» Aim of the task
Please give the entries again in full and exactly, without any picture.

» Listing
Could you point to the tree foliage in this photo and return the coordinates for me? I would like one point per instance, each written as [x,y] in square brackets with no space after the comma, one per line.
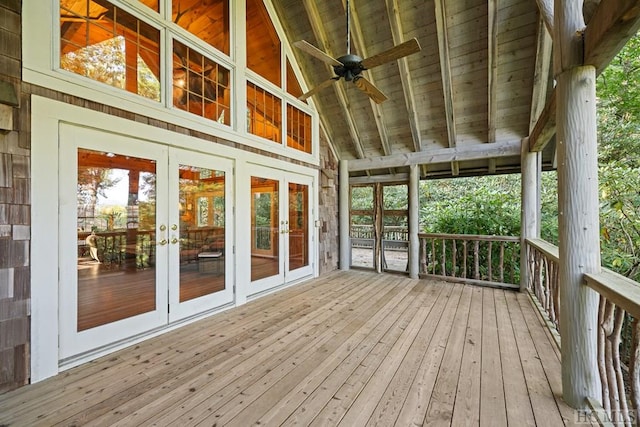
[618,90]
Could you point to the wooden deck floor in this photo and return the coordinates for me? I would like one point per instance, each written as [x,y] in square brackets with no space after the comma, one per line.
[347,349]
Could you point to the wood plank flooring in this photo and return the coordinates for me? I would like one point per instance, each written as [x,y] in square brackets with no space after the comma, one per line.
[349,349]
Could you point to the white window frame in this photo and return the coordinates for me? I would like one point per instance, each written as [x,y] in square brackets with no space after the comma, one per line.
[41,47]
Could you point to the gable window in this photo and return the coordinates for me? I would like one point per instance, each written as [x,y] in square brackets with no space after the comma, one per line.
[265,113]
[104,43]
[263,43]
[200,85]
[298,129]
[207,20]
[152,4]
[293,86]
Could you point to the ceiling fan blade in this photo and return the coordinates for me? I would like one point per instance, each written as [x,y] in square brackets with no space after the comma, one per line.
[367,87]
[396,52]
[314,51]
[318,88]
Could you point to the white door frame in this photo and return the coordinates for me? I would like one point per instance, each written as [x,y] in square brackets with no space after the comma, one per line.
[47,116]
[74,343]
[284,276]
[181,310]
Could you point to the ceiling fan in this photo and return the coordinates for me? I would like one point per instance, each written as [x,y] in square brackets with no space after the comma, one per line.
[350,66]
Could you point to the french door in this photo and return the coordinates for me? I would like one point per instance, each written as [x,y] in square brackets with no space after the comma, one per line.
[142,230]
[281,228]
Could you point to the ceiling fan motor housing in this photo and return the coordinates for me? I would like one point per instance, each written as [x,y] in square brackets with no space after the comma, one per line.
[351,67]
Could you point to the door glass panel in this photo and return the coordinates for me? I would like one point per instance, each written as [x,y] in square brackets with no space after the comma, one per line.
[362,227]
[202,231]
[116,219]
[395,233]
[298,226]
[265,251]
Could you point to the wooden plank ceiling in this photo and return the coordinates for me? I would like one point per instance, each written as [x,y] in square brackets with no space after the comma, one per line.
[480,81]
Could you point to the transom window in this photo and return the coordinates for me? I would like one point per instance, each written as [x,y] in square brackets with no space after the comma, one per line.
[101,41]
[123,45]
[207,20]
[265,113]
[200,85]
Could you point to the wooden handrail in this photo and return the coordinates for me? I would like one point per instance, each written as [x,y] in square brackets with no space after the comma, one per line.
[551,251]
[472,237]
[618,343]
[473,259]
[620,290]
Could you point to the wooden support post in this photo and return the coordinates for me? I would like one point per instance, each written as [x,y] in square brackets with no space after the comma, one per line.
[344,206]
[579,232]
[378,228]
[414,221]
[530,206]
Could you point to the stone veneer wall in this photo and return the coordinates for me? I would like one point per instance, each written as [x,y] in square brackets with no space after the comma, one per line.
[328,209]
[15,200]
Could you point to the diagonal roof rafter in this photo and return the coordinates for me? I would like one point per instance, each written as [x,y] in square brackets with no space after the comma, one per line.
[321,36]
[445,71]
[358,43]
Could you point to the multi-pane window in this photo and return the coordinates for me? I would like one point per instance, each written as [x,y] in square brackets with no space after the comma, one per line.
[208,20]
[103,42]
[263,43]
[152,4]
[200,85]
[298,129]
[293,86]
[120,45]
[265,113]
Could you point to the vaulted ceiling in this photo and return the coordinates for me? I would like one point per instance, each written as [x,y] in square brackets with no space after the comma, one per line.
[461,106]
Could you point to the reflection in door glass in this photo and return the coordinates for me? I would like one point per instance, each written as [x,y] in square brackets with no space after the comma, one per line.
[116,206]
[264,228]
[202,236]
[298,226]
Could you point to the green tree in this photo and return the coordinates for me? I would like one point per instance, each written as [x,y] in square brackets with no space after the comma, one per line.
[619,174]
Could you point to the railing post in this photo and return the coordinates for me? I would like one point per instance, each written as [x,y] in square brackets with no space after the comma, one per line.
[345,241]
[579,233]
[414,222]
[530,196]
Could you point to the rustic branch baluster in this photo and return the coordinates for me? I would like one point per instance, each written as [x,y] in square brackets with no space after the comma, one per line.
[454,256]
[634,368]
[476,260]
[423,256]
[502,261]
[464,258]
[444,258]
[490,261]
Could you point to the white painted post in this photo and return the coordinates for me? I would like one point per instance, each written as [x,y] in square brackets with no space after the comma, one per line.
[530,206]
[414,222]
[578,208]
[343,207]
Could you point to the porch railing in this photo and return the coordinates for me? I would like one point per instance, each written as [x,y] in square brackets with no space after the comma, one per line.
[618,343]
[486,260]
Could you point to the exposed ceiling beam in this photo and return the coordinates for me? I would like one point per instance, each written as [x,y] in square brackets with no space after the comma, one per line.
[544,53]
[545,126]
[321,37]
[405,75]
[387,179]
[546,13]
[612,25]
[378,115]
[492,96]
[443,155]
[445,72]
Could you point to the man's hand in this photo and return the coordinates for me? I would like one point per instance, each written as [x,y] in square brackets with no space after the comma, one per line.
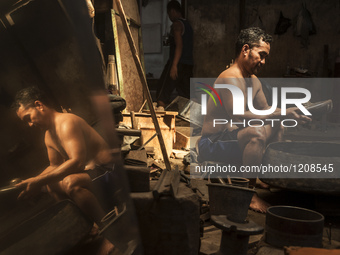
[293,114]
[173,72]
[31,187]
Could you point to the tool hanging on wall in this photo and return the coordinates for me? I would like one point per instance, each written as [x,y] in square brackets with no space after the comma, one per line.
[144,83]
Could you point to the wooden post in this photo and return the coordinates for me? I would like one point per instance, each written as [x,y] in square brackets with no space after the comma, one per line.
[144,83]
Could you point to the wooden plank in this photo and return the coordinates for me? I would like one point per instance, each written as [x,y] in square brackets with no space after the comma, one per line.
[130,85]
[144,84]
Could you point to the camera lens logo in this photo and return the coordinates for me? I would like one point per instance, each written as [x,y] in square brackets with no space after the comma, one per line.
[204,96]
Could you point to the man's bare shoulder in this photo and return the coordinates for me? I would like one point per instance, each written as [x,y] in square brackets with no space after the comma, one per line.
[230,73]
[230,76]
[69,120]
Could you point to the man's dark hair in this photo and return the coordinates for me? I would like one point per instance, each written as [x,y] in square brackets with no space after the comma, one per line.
[28,96]
[174,5]
[251,36]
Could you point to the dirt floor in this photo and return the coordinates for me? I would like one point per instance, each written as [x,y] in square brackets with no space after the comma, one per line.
[326,204]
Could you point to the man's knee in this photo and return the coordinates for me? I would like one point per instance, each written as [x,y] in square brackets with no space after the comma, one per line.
[73,183]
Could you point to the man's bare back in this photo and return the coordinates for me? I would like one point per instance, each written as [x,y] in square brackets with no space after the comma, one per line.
[71,130]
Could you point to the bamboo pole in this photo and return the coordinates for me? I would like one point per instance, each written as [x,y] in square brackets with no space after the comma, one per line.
[144,83]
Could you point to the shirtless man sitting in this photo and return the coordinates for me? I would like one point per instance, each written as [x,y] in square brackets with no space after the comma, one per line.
[72,146]
[252,48]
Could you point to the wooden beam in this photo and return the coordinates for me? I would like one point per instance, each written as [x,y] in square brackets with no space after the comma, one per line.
[144,83]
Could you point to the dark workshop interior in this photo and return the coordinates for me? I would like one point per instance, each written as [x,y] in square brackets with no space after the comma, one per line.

» Answer to this problem
Could you point to the tree foliage in this photo and return the coordinates for me? I would like one point per instance, each written as [x,y] in square brackets with no space after the comma, one per line.
[618,90]
Could you point to the wooden deck floor in this photo and return the coordinates for me? I would like one point per instance, each written as [x,y] in square brackets with no space after the comma, one per line.
[347,349]
Could you point to the wood plank flooring in this photo and return the coordinates for me? I would like one point per instance, each written as [x,y] in square brackets with no space after the comma, one per line.
[349,349]
Could you point to the white window frame in this photo and return the coordinates for me? I would like one point per instance, each written as [x,y] in square brackets with no space after the comma, one per line.
[41,47]
Could you point to the gable window in this photo and return the coordinates for me? I would like one point per instance, each written as [x,y] in square brackets with no space after the comma, one per line.
[265,113]
[104,43]
[263,43]
[200,85]
[298,129]
[207,20]
[152,4]
[293,86]
Could you point to the ceiling fan blade in this photo and return the coordinates for me? I would like one point per instance, each written as [x,y] in square brackets with no space after the comma, one per line.
[367,87]
[396,52]
[314,51]
[318,88]
Could you point to the white door frame in this photo and return the coordinates for me? I would like one point per instance, each written as [x,y] in square brackets with no space after the comma, one per line.
[47,116]
[74,343]
[284,276]
[181,310]
Could you point to the ceiling fan in this photo and return the coordinates for me? I would like one point per instance, each written as [x,y] in square brackets with no space after the comma, one per line.
[350,66]
Could you point to the french door in this photo and return the coordinates for me? I would like one point per instance, each written as [x,y] in square brackets with no space after the comma, one per line.
[142,230]
[281,228]
Could you point to the ceiling fan motor housing in this photo and return the coordinates for me? I would like one point per instance, each written as [x,y] in square brackets with no space after the comma, one per line.
[351,67]
Could you point to the door glass panel in this photo and return the coordinates for me? I would like one point per instance, each written as [x,y] in square brackets with no space after the comma, one per line.
[362,227]
[202,231]
[116,219]
[395,233]
[298,226]
[265,251]
Could you point to the wooden plank ceiling in this photo and return the coordinates for me? I would like one point per instance, each written as [x,y] in square brackets with no space after the comma, one per line.
[480,81]
Could you point to the transom window in this photo and return the coordinates for me? I would like one point per instance, each written as [x,y] in square brackets with no space after the comma, one per line.
[101,41]
[123,45]
[207,20]
[265,113]
[200,85]
Could you point to the wooden handrail in this photo and return the coordinates for me? I would like one point per instance, each written as [x,y] in square brackets with no space after the comma, one per line.
[551,251]
[472,237]
[618,343]
[473,259]
[620,290]
Could you point to the wooden support post in this photo and return the coordinates for me? I would like one point per instance, each written as [x,y] in square brackets with no space after the comma, one per line.
[344,206]
[579,232]
[378,228]
[414,221]
[530,206]
Could you point to the stone veneer wall in this photo and return the coordinates for me? I would like one point per instance, each written as [x,y] in square brackets with no space after the comma, one per line.
[328,209]
[15,200]
Could you point to the diagonal roof rafter in this photo and return the coordinates for me? I would like one point per instance, each written as [x,y] in square brackets with no space after the comma, one per line.
[321,36]
[445,71]
[358,43]
Could you point to the multi-pane window in this photo and return the coordinates for me? I would like one point per instance, each written as [x,y] in square brackets with no space after the comma, one per line.
[208,20]
[103,42]
[263,43]
[152,4]
[200,85]
[298,129]
[293,86]
[120,45]
[265,113]
Could you point to the vaulted ceiling in this photo and return the coordinates for me? I would like one point per instance, each written as [x,y] in square brackets with no space after the comma, one per line.
[461,106]
Could you point to the reflection in door glass in this photo and return the coordinates for me? I would like one point per instance, each written as [x,y] in square brackets with no space after the comma, one per line.
[116,206]
[264,228]
[202,236]
[298,226]
Could you point to the green tree in this photo and return the coordinates for me? I would like one point per instance, each written as [x,y] in square brackets with no space after the comma, one per line.
[619,174]
Could you point to the railing post in this photo and return the coordinates for me? I would like one point per instance, each written as [x,y] in square brackets with no space after the comma, one per line.
[345,241]
[579,233]
[414,222]
[530,196]
Could you point to the rustic branch baluster in this photo and return the coordinates for me? I would like one point per instance, each written as [x,y] in square brackets with no space after the comma, one per line.
[454,256]
[634,368]
[476,260]
[423,256]
[502,261]
[464,258]
[444,258]
[490,261]
Could you point to the white painted post in this photo and return the coordinates for me? I would like one point per instance, each written as [x,y] in square brackets with no space after the comma, one per line.
[530,206]
[414,222]
[578,208]
[343,207]
Could you point to the porch railing in this photo and return the coordinates for me? I would like one point per instance, each written as [x,y] in square brackets with no space after the comma, one per line.
[618,343]
[486,260]
Could you point to the exposed ceiling beam in this photo and return the coordinates for me? I would like one point per instance, each written as [x,y] in square brackets with no space after the comma, one per line.
[544,53]
[545,126]
[321,37]
[405,75]
[387,179]
[546,13]
[612,25]
[378,115]
[492,96]
[443,155]
[445,72]
Could you point to the man's hand in this photo and return the coordinates for me? I would like one point per instance, each written as [x,y] in square brackets with no space after the comma, one per line.
[293,114]
[173,72]
[31,187]
Could you point to the tool hanging on wall in this photo and return the coordinates for me? I would like one point per instance, each written as [x,y] in square brackets with no space after the comma, one per line.
[144,83]
Could you point to the wooden post in this photo and return the coordinates for me? I would like one point per instance, each written as [x,y] in square brackets with no space after the comma, one per line.
[144,83]
Could you point to the wooden plank in this photo and return the coordinates for me? I would like one point per instance, each written as [x,y] in square brackets with no space after the comma, one per line.
[130,85]
[144,84]
Could you point to the camera lens logo in this photo and return the coordinates for me? I would like one point per instance, each written as [x,y] in square brackets with no space after the comma, one per line.
[204,96]
Could you point to the man's bare shoulder in this photo and return the coordinates for me? I would like one point per instance, each written as [x,y] in square brackets with no space after the comma, one per line.
[230,73]
[230,76]
[69,120]
Could you point to the man's dark hair in this photo and return the coordinates for me? I would like one point per instance, each written as [x,y] in square brackets with no space after the comma, one per line.
[28,96]
[174,5]
[251,36]
Could you point to the dirt floor in this photo and return the coordinates for me? I would like one point per instance, each written as [x,y] in square brackets with no space after the comma, one per line.
[326,204]
Could you point to the man's knee in this photo and return the coordinates for me? I would like one point per instance, each written as [x,y] in square brackets with no space after the comma, one per line.
[73,183]
Could you point to the man's bare back in this photo and return the coordinates for me? I would like one point per instance, each written as [x,y] in square brackets with no space after the comma, one per line.
[71,130]
Could you point to the bamboo pole in this photo and return the coordinates for me? I would like one point per instance, each written as [x,y] in square brackets with no space after the comma, one per line.
[144,83]
Could you point to the shirtless man sitting in this photo and return the coordinates for me? I would like one point per instance, each written as [x,y] in square brackets with no space after the comma, one per line.
[72,146]
[252,48]
Could you point to the wooden beam in this photo and return the coordinates for me? I would like one point per instance, each written as [x,y] in square brackets with no space after the comma, one per line.
[144,83]
Could you point to the dark workshop interior in this photo and return the coordinates for me? I would like one point per instance, each written as [x,y] in square brackets with no space after the comma, one per line.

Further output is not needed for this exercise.